- **ZIEL**
Gib aus der Forumsdiskussion über das Komprimieren animierter GIFs wortgetreu den Abschnitt zurück, der mit den Worten „# animiertes GIF“ beginnt und mit „eins geben? oder?!..“ endet.

- **VORLIEGENDER TEXT**
::::

# animiertes GIF komprimieren



## obsession (13. Juli 2005)

Hallo Leute , 
suche schon seite einigen Tagen/Wochen, wie man ein animiertes GIF komprimieren kann ohne den Farbverlust, das beudeutet ( mein gif welches ich erstellt habe ist jetzt auf 209KB (Original ohne Optimierung), ich brauche aber diesen mit 150KB.. habe schon in ImageReady vieles versucht, wie z.b selektiv, auf 64 farben reduziert, difussion ...jetzt sind da solche Punkte da HIER  

wie kann ich es noch einstellen damit die Verläufe normal dargestellt werden, und nicht mit solchen Punkten, vielleicht hat jemand eine Idee dazu oder kennt jemand ein Programm, mit diesem GIF-Bilder komprimiert? 
müsste doch eins geben? oder?!..    

werde dankbar sein für jede kleine Hilfe!    

Gruß Obsession


----------



## Onkel Jürgen (13. Juli 2005)

*GIFlig*

Also,

Verläufe sind nur dann fließend und ohne einzeln erkennbare Pixel, wenn sie aus genug einzelnen Farbabstufungen bestehen - die Du ja nicht haben willst, da die Datei dann zu groß wird.
Wenn Du einen Verlaufssteifen aber aus nur wenigen Farben erzeugen willst, entstehen zwangsläufig Kanten von einer Farbe zu nächsten. Phothoshop und Imageready versuchen das möglichst zu kaschieren, indem die Übergänge von einer Farbe zur nächsten aufgepixelt ineinander vermengt werden - das sind die Punkte, die Dich so stören. Wenn Du die Option "Dither" oder "Diffusion" (weiß grad' nicht, wie's in IR genannt wird) auf Null stellst, werden die wenigen Farben Deines Verlaufs als Blöcke nebeneinander gesetzt - was dann aber nur noch vage an einen Verlauf erinnert.
Mein Vorschlag ist von Hand nachzukorrigieren: wenn Du die pixeligen Übergänge von Hand malst, können sie recht harmonisch werden und weniger störend. An der Schwelle von einer Farbe zur nächsten hast Du ein Schachbrettmuster; in Richtung der jeweiligen Farbe dünnt sich die entsprechende Nachbarfarbe dann gleichmäßig aus.
Hoffe, es ist verständlich, was ich versuche zu erklären. Es macht Arbeit, ist aber die optimale Lösung, wenn Du mit nur wenigen Farben einen GIF-Verlauf erzeugen willst.


----------



## Martin Schaefer (13. Juli 2005)

Hi,

leider habe ich nur diesen Ausschnitt deines Bildes gesehen und kann nicht beurteilen,
was noch so an unterschiedlichen Farben in deinem animierten Gif ist und was sich wie
und wo bewegt.

Aber eine zusätzliche Optimierungsmöglichkeit habe ich in einem Videotutorial erklärt.
Vielleicht hilft es dir weiter.

Kurz zur Erklärung hier:
GIFs werden insbesondere dadurch kleiner, dass man die Zahl der insgesamt verwendeten
Farben reduziert. Insoweit nichts Neues für dich. Aber welche Farben aus deinem Bild
werden in die GIF-Palette übernommen? Wie kann man selbst diese Gewichtung steuern
bei der Auswahl der Farben?
Wenn dir z.B. dieser eine Verlauf besonders wichtig ist und dafür die Zahl der Farben in
den anderen Bildteilen ruhig etwas niedriger sein darf, dann ist mein Videotutorial für dich
das Richtige.

http://www.tutorials.de/tutorials77755.html

Viel Erfolg
Martin


----------



## obsession (24. Juli 2005)

ich konnte es nicht bearbeiten , da ich im Urlaub war..etschuldigung  
da mit der pixelkruste habe ich  nicht hinbekommen ..trotzdem danke an alle


----------

::::

- **DATENZEILEN**
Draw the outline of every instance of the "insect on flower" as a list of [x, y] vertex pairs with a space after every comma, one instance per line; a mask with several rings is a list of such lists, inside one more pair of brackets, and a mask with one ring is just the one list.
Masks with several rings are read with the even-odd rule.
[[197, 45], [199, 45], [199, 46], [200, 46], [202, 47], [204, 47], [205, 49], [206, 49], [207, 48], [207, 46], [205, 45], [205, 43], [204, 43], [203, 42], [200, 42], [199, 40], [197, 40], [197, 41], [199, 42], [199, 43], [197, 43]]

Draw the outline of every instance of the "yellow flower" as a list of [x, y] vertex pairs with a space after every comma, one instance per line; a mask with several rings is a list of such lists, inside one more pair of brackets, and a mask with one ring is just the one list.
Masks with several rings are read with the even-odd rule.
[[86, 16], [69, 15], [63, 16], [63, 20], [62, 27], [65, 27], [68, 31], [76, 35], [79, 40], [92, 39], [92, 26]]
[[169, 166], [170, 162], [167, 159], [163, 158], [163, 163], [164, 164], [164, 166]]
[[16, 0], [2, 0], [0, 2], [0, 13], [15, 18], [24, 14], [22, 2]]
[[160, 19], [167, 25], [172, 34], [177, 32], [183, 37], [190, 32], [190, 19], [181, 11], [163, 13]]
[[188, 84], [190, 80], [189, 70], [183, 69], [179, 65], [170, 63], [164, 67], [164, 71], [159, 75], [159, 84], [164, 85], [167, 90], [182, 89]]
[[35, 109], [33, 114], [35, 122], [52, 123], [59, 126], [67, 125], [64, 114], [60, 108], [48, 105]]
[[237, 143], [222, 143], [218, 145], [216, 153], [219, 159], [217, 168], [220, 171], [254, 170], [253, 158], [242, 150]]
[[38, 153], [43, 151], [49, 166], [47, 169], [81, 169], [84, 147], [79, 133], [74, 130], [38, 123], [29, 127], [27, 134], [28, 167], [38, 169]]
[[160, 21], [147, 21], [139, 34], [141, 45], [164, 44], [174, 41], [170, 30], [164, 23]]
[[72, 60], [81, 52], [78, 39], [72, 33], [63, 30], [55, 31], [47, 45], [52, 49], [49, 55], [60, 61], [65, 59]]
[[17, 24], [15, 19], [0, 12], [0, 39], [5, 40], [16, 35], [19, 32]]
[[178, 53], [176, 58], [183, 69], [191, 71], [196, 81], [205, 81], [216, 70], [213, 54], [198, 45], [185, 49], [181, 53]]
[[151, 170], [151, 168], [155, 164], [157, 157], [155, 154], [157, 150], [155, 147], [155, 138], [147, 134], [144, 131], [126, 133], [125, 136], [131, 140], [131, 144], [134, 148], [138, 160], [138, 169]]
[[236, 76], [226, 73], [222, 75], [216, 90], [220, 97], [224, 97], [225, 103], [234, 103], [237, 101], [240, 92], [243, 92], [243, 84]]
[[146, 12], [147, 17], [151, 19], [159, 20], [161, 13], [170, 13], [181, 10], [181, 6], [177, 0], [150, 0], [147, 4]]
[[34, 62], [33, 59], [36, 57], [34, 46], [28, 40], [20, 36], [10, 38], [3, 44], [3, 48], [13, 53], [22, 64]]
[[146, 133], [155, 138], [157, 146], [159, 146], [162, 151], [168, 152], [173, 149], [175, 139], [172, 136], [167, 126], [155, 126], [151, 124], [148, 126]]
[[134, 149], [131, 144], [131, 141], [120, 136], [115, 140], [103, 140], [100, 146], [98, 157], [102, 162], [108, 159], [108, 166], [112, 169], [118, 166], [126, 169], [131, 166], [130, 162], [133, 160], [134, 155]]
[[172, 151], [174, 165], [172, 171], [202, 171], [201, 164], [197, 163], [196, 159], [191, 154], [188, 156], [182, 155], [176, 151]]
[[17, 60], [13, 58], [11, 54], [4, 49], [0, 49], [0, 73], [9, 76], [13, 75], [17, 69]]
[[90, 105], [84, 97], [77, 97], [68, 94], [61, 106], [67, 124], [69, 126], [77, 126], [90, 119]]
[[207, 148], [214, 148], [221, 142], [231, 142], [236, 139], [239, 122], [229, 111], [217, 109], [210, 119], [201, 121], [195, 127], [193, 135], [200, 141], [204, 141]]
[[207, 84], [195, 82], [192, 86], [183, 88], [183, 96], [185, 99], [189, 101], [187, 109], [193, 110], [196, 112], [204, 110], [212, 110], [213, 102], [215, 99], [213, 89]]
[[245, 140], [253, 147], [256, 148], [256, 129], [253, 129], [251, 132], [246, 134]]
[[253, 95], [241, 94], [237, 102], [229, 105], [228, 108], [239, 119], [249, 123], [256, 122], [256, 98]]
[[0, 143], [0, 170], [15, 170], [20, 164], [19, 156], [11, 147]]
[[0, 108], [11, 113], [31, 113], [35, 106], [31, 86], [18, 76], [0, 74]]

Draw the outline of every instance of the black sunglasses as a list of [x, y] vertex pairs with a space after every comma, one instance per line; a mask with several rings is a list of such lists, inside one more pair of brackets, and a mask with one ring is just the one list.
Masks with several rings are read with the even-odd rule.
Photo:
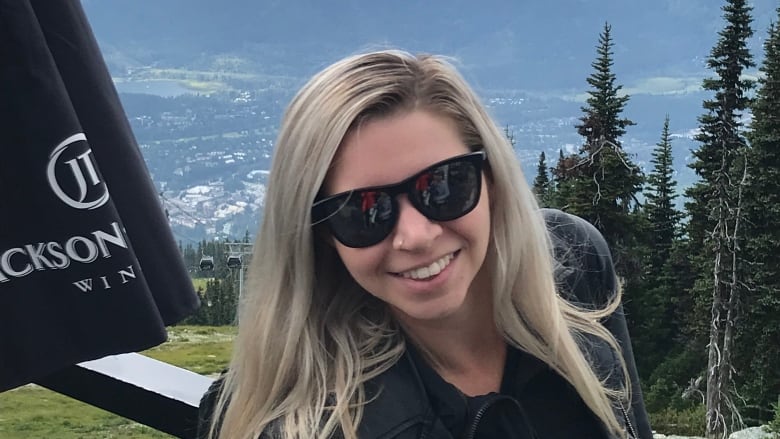
[[471, 212], [482, 191], [484, 150], [449, 158], [404, 181], [353, 189], [315, 200], [312, 225], [325, 224], [347, 247], [382, 242], [398, 221], [398, 200], [406, 194], [421, 214], [432, 221], [451, 221]]

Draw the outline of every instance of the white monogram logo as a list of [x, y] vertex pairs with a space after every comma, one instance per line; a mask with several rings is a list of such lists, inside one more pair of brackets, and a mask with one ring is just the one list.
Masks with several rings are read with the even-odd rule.
[[[65, 204], [76, 209], [97, 209], [108, 201], [108, 188], [106, 184], [100, 181], [100, 177], [95, 170], [95, 164], [92, 160], [92, 149], [86, 148], [86, 151], [77, 152], [75, 157], [62, 163], [68, 166], [73, 174], [76, 183], [77, 194], [75, 197], [68, 195], [62, 189], [57, 180], [57, 165], [60, 163], [60, 156], [72, 145], [78, 142], [84, 142], [86, 145], [87, 136], [84, 133], [74, 134], [54, 148], [49, 155], [49, 164], [46, 167], [46, 178], [49, 180], [49, 186]], [[86, 171], [86, 175], [84, 172]], [[87, 186], [89, 180], [90, 187]], [[87, 196], [89, 195], [89, 200]]]

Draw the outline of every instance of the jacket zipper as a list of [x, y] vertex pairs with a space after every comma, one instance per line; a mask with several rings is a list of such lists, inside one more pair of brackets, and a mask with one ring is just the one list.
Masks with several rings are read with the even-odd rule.
[[477, 434], [477, 428], [479, 427], [479, 421], [482, 420], [482, 417], [485, 416], [485, 413], [490, 407], [493, 406], [493, 404], [502, 400], [509, 400], [516, 403], [516, 401], [514, 401], [512, 398], [502, 395], [497, 395], [495, 398], [491, 398], [487, 403], [480, 407], [479, 410], [477, 410], [477, 414], [474, 415], [474, 419], [471, 421], [471, 427], [468, 430], [468, 434], [463, 436], [463, 439], [474, 439], [474, 435]]
[[623, 401], [618, 401], [618, 404], [620, 404], [620, 411], [623, 412], [623, 418], [626, 420], [626, 427], [628, 428], [628, 434], [631, 435], [631, 438], [633, 439], [639, 439], [639, 436], [636, 434], [636, 430], [634, 430], [634, 426], [631, 424], [631, 419], [628, 417], [628, 412], [626, 411], [626, 408], [623, 406]]

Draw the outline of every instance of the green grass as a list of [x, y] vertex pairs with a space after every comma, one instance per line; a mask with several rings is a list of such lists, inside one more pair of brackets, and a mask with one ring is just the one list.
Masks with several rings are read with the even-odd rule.
[[[235, 333], [234, 327], [172, 327], [168, 342], [143, 354], [201, 374], [216, 374], [229, 362]], [[172, 437], [39, 386], [0, 393], [3, 439]]]

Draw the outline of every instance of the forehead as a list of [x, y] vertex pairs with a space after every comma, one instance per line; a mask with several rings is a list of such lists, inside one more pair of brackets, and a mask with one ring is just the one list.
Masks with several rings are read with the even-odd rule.
[[329, 194], [399, 182], [468, 152], [455, 123], [426, 111], [369, 121], [345, 137], [325, 181]]

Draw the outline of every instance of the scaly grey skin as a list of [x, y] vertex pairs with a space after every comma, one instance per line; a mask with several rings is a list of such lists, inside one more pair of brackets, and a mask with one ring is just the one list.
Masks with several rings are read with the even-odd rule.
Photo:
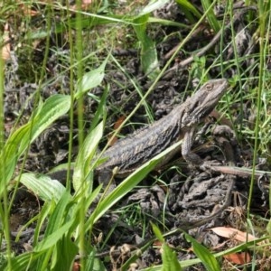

::::

- **ANTWORT**
# animiertes GIF komprimieren



## obsession (13. Juli 2005)

Hallo Leute , 
suche schon seite einigen Tagen/Wochen, wie man ein animiertes GIF komprimieren kann ohne den Farbverlust, das beudeutet ( mein gif welches ich erstellt habe ist jetzt auf 209KB (Original ohne Optimierung), ich brauche aber diesen mit 150KB.. habe schon in ImageReady vieles versucht, wie z.b selektiv, auf 64 farben reduziert, difussion ...jetzt sind da solche Punkte da HIER  

wie kann ich es noch einstellen damit die Verläufe normal dargestellt werden, und nicht mit solchen Punkten, vielleicht hat jemand eine Idee dazu oder kennt jemand ein Programm, mit diesem GIF-Bilder komprimiert? 
müsste doch eins geben? oder?!..